**Parts of the exercise**
(1) How would you translate the line "Run on every PR" from the regression-testing text into Spanish?
(2) Can you carry the regression-testing text on from its final heading, "Representative Examples (Common Queries)"?
─── Passage ───
Evaluation Metrics (How to Score)

code
- Exact match accuracy
- F1 score
- Semantic similarity
- LLM-as-judge score
- Latency

Acceptance Thresholds (What's Acceptable)

code
Absolute thresholds:
- Accuracy > 90%
- Latency P95 < 500ms
- Safety violations = 0

Relative thresholds:
- Accuracy: No worse than -2% vs baseline
- Latency: No worse than +10% vs baseline

Automated Execution (CI/CD)

yaml
# Run on every PR
on: [pull_request]

jobs:
  regression-tests:
    runs-on: ubuntu-latest
    steps:
      - name: Run regression benchmarks
        run: python run_benchmarks.py
      
      - name: Check thresholds
        run: |
          if [ $ACCURACY -lt 0.90 ]; then
            echo "Accuracy regression detected"
            exit 1
          fi

Creating Regression Test Cases

Representative Examples (Common Queries)
─── Supplied material ───
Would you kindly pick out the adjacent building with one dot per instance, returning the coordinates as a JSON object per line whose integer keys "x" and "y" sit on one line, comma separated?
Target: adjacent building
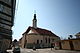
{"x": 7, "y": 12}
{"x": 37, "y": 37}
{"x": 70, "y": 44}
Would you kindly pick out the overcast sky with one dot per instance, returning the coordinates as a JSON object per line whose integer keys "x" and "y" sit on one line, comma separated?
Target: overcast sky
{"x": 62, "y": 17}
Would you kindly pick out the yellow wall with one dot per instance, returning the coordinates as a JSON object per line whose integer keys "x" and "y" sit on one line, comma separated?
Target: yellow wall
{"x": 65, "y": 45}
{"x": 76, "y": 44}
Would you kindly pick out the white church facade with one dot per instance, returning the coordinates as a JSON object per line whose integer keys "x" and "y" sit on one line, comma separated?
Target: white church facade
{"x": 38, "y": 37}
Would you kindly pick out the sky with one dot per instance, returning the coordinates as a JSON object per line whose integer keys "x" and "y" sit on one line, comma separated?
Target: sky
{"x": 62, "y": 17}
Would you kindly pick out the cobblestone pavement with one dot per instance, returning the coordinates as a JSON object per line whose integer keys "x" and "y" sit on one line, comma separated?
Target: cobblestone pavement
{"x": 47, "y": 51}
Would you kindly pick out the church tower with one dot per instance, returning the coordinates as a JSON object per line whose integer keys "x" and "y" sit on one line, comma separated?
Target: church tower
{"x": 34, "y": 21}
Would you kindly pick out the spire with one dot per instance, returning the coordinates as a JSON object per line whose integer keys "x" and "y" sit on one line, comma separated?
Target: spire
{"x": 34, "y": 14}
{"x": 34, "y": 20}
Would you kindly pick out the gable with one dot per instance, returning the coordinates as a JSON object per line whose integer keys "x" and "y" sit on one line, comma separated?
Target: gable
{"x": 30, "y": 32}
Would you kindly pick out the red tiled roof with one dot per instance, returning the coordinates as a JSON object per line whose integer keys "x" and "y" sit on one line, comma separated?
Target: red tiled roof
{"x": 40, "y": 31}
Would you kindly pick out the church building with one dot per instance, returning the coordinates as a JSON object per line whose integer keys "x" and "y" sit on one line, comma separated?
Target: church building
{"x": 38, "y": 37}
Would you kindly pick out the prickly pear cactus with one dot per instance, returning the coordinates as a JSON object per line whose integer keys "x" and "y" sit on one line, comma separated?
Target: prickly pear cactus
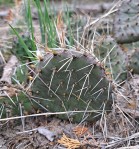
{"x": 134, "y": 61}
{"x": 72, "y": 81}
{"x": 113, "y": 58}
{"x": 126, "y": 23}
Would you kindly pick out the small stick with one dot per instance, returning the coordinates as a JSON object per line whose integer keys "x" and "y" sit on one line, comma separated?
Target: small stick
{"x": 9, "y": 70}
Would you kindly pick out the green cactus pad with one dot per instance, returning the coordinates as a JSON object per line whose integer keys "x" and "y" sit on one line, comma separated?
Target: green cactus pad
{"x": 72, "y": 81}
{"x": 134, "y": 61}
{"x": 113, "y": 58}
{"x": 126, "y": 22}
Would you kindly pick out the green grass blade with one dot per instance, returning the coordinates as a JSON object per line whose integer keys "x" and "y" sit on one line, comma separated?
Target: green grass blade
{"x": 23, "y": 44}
───
─── Supplied material ───
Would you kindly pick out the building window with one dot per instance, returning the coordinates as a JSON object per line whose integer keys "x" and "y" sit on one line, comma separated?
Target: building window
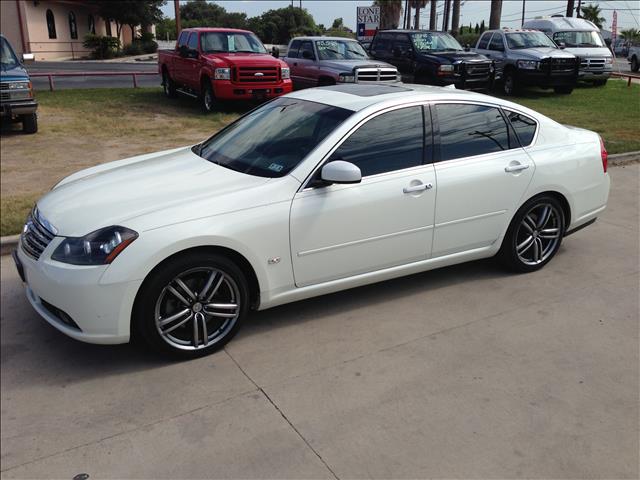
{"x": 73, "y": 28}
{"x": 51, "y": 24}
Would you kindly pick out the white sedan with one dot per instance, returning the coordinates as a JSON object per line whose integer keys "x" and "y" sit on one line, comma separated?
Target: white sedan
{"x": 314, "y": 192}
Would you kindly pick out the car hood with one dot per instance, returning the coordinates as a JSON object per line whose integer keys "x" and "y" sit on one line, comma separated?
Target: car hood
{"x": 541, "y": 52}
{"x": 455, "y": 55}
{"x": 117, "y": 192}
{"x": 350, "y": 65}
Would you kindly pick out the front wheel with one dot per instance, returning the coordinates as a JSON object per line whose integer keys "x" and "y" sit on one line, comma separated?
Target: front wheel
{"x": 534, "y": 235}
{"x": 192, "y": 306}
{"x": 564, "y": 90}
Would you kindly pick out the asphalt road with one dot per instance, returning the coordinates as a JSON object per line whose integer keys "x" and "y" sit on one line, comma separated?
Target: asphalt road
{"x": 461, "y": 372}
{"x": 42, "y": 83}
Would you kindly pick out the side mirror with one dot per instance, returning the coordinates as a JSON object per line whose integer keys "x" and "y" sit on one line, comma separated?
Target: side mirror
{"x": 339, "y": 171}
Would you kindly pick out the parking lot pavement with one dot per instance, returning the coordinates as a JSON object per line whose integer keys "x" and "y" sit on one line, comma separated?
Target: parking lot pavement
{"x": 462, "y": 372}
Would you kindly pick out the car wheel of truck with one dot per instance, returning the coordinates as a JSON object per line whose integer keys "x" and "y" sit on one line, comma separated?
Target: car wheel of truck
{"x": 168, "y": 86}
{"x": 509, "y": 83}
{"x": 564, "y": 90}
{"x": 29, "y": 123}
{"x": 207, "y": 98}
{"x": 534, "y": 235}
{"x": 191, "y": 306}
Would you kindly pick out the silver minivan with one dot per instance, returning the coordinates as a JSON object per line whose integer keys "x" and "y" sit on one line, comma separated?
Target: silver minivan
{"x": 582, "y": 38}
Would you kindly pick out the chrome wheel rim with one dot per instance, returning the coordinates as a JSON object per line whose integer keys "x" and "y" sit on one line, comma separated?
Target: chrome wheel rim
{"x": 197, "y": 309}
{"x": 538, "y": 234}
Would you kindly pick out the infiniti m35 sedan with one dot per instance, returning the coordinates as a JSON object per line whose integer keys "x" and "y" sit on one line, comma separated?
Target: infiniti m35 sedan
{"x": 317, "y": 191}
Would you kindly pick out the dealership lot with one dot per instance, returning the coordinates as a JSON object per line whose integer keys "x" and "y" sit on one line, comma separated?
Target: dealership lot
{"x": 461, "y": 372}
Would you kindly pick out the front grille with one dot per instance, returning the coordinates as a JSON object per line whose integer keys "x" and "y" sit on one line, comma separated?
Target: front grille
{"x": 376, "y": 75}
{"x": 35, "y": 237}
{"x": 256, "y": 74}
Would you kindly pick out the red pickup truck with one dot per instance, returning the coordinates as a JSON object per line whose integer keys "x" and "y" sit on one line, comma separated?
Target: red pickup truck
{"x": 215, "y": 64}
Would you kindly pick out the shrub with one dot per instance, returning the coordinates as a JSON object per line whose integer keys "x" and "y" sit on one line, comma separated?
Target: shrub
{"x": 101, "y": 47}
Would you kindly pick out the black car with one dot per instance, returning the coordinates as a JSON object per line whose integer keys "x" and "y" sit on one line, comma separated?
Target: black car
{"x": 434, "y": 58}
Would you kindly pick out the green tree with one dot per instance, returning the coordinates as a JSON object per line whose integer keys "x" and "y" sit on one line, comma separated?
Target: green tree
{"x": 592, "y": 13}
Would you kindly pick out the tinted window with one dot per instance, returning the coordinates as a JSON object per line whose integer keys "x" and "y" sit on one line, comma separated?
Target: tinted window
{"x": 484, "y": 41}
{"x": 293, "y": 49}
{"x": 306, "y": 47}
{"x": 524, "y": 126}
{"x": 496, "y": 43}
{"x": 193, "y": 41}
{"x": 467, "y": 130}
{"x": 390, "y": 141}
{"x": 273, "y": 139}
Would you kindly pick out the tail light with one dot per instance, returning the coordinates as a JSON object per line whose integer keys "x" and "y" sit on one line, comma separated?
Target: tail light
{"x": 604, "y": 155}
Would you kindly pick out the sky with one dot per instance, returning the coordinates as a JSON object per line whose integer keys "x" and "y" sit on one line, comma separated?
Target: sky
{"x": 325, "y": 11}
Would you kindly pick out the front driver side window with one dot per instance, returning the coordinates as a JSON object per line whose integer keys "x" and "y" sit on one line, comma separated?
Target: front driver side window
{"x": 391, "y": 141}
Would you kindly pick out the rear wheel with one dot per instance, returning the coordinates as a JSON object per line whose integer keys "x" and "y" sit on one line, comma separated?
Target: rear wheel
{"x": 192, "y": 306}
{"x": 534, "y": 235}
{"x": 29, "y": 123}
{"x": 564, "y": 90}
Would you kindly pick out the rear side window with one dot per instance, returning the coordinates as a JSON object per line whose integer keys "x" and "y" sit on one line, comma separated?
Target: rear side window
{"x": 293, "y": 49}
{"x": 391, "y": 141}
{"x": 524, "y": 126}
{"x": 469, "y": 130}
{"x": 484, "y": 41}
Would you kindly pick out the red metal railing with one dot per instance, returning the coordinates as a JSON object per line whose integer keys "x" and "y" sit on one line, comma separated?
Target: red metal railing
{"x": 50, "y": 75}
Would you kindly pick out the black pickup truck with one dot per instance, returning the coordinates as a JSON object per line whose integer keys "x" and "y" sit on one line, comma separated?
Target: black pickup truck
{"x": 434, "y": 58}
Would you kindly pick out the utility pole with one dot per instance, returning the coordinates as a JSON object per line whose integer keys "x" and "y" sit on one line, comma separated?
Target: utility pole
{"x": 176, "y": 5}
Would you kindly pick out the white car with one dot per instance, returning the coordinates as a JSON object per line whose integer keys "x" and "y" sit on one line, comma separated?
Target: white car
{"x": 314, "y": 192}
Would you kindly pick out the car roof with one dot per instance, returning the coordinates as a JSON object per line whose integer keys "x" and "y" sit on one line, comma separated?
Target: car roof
───
**Your responses**
(1) Ejecutar en cada PR.

(2)
code
Include:
- Most frequent queries (80%)
- Cover all major categories
- Balanced difficulty

Example:

json
[
  {"input": "What is 2+2?", "expected": "4", "category": "math", "frequency": "high"},
  {"input": "Capital of France?", "expected": "Paris", "category": "geography", "frequency": "high"},
  {"input": "Who wrote Hamlet?", "expected": "Shakespeare", "category": "literature", "frequency": "medium"}
]

Edge Cases (Where Model Struggles)

code
Include:
- Ambiguous questions
- Multi-hop reasoning
- Rare topics
- Adversarial examples

Example:

json
[
  {"input": "What is the best programming language?", "expected": "Subjective, no single answer", "category": "edge_case"},
  {"input": "Capital of Atlantis?", "expected": "Atlantis is fictional", "category": "edge_case"}
]

Historical Failures (Bugs That Happened Before)

code
When bug occurs:
1. Fix bug
2. Add test case to prevent regression
3. Test case runs forever

Example:

json
{
  "test_id": "bug_fix_123",
  "input": "What is the population of Paris?",
  "expected": "Should include number, not just 'Paris has a population'",
  "bug_report": "Issue #123: Incomplete answers",
  "added_date": "2024-01-15"
}

Diverse Coverage (Different Categories)

code
Categories:
- Math (10%)
- Geography (10%)
- Science (10%)
- History (10%)
- General knowledge (60%)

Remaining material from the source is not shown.